From 253861c0e6947a97f49a10a8d135d9db4a9cca52 Mon Sep 17 00:00:00 2001
From: Will Feng <yfeng.us@gmail.com>
Date: Wed, 6 Aug 2025 22:25:27 -0700
Subject: [PATCH 10/16] Run specific batch_size and n_features for jagged_mean

---
 benchmarks/run.py | 2 +-
 1 file changed, 1 insertion(+), 1 deletion(-)

diff --git a/benchmarks/run.py b/benchmarks/run.py
index f03dcd41..2e9d67b2 100644
--- a/benchmarks/run.py
+++ b/benchmarks/run.py
@@ -99,7 +99,7 @@
         "jagged_mean_tritonbench",
         {"B": 32, "M": 8, "seqlen": 64}
         if os.environ.get("HELION_DEV_LOW_VRAM", "0") == "1"
-        else {},
+        else {"B": 512, "M": 64},
     ),
     "vector_add": ("tritonbench.operators.vector_add.operator", "examples.add", "add"),
     "embedding": (

From d721fc1429b1f382953475e8321f72796e348767 Mon Sep 17 00:00:00 2001
From: Will Feng <yfeng.us@gmail.com>
Date: Mon, 18 Aug 2025 10:50:40 -0700
Subject: [PATCH 11/16] full all shapes for rms_norm

---
 benchmarks/run.py | 3 ---
 1 file changed, 3 deletions(-)

-- Extracted records --

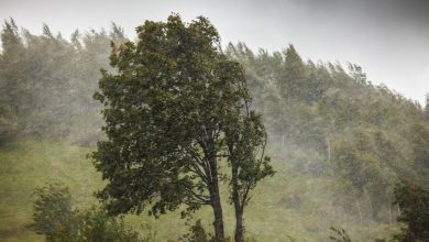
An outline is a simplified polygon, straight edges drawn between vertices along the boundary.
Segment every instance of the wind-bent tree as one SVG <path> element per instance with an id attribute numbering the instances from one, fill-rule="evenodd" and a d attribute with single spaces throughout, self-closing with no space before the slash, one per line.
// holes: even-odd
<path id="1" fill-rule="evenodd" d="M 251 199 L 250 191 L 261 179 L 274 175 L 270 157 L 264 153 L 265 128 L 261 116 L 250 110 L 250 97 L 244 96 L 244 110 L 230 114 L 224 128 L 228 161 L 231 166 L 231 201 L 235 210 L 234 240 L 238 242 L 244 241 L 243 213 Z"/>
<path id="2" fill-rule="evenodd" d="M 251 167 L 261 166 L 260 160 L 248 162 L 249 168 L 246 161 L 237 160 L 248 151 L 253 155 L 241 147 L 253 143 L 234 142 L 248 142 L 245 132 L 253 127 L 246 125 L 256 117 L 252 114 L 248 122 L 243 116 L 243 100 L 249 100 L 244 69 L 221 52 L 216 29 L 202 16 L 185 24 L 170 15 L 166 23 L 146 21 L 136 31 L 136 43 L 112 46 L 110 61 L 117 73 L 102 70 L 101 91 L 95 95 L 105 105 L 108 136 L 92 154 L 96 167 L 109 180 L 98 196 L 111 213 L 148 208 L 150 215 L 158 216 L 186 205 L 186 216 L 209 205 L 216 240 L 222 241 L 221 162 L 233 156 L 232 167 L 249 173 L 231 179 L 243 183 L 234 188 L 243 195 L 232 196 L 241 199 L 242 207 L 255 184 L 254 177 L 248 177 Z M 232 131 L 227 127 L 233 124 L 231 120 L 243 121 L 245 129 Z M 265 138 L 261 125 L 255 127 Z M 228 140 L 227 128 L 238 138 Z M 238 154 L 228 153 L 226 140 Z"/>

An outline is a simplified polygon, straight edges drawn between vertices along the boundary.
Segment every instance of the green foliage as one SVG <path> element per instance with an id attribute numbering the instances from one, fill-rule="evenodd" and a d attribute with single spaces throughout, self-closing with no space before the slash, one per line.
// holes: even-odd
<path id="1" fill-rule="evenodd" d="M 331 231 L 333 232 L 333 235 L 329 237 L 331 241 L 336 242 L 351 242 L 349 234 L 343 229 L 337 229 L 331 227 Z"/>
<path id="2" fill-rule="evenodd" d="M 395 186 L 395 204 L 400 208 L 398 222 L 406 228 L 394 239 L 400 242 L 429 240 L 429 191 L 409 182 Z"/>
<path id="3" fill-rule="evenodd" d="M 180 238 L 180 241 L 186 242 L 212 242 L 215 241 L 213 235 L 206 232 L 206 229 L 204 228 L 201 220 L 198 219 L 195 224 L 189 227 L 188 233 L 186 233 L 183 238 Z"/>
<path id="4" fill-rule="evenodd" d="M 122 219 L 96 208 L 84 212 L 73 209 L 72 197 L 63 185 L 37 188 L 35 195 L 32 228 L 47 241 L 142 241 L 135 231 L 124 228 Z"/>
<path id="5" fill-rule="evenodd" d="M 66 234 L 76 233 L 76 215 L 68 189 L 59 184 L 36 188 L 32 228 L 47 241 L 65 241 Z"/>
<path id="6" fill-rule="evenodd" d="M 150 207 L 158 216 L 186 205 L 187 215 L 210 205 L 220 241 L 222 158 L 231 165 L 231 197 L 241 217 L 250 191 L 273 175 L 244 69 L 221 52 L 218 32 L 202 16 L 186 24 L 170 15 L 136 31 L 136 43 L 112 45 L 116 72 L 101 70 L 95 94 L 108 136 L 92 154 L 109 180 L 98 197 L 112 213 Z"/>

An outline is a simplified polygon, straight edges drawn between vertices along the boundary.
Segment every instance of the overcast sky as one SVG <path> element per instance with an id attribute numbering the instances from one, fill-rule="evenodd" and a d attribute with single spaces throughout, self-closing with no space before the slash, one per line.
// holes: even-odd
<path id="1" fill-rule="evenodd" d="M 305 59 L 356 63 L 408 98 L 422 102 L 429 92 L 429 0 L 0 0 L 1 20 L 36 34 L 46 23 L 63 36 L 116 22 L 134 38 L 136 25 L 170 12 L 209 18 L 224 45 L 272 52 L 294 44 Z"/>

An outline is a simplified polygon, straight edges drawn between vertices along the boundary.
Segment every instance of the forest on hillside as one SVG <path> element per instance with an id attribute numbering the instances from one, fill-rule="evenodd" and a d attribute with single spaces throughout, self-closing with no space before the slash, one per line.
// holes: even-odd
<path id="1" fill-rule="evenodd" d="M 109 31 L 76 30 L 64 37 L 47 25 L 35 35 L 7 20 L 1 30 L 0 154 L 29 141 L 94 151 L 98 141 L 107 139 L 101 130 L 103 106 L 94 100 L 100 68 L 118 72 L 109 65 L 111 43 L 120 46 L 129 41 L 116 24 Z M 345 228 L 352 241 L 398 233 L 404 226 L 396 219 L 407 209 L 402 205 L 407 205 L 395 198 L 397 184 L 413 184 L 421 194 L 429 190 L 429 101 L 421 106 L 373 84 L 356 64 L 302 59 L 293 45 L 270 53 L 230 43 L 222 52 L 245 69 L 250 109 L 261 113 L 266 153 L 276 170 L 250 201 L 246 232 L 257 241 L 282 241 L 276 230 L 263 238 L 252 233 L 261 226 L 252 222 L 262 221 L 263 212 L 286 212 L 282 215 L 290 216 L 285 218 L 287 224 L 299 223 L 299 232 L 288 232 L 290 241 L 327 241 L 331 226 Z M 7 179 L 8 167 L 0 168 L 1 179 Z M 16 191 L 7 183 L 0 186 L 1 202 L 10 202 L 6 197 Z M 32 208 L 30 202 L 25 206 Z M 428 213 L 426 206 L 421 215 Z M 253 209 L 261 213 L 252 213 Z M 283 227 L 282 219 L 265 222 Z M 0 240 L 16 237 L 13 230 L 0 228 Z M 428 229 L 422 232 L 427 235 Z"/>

-- Requirements --
(1) Rewrite the block of the patch excerpt beginning "From 253861c0e6947a97f49a10a8d135d9db4a9cca52" as a brief list that keeps its main facts.
(2) Quote the patch excerpt word for word, from the words "From 253861c0e6947a97f49a10a8d135d9db4a9cca52 Mon" up to and including the words "insertion(+), 1 deletion(-)".

-- Solutions to the problems --
(1)
- Commit: 253861c0e6947a97f49a10a8d135d9db4a9cca52
- Author: Will Feng <yfeng.us@gmail.com>
- Date: Wednesday, August 6, 2025, 22:25:27 (UTC−7)
- Subject: patch 10 of 16, "Run specific batch_size and n_features for jagged_mean"

(2)
From 253861c0e6947a97f49a10a8d135d9db4a9cca52 Mon Sep 17 00:00:00 2001
From: Will Feng <yfeng.us@gmail.com>
Date: Wed, 6 Aug 2025 22:25:27 -0700
Subject: [PATCH 10/16] Run specific batch_size and n_features for jagged_mean

---
 benchmarks/run.py | 2 +-
 1 file changed, 1 insertion(+), 1 deletion(-)